▶ [Exercise inputs]:
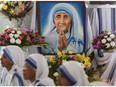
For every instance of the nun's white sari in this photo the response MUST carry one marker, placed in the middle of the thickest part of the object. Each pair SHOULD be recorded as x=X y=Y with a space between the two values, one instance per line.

...

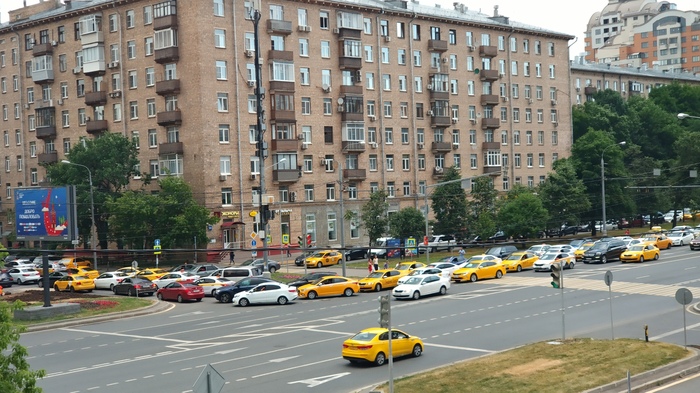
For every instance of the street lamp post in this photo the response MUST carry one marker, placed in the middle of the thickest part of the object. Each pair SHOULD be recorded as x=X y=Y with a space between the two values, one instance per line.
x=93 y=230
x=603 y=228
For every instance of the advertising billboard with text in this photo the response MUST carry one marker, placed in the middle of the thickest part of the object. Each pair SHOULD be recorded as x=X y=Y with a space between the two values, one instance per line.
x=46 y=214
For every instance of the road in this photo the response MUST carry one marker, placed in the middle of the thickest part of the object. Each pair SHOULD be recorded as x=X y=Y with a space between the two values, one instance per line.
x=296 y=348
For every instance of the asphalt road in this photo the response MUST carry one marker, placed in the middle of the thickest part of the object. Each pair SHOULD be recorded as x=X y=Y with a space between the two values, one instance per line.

▶ [Objective]:
Rescale the rows starting at the line containing "For every instance of the road" and ending at the line containing "x=296 y=348". Reproduce both lines, request included, with every coordinate value in the answer multiplied by 1.6 and rounded to the nearest whole number, halves rounded up.

▶ [Result]:
For every instance of the road in this photo the response MUST carry one marker, placed in the middle of the thickest part of the object. Each pair SHOULD be recorded as x=X y=Y with a space between the two values, one instance per line.
x=474 y=557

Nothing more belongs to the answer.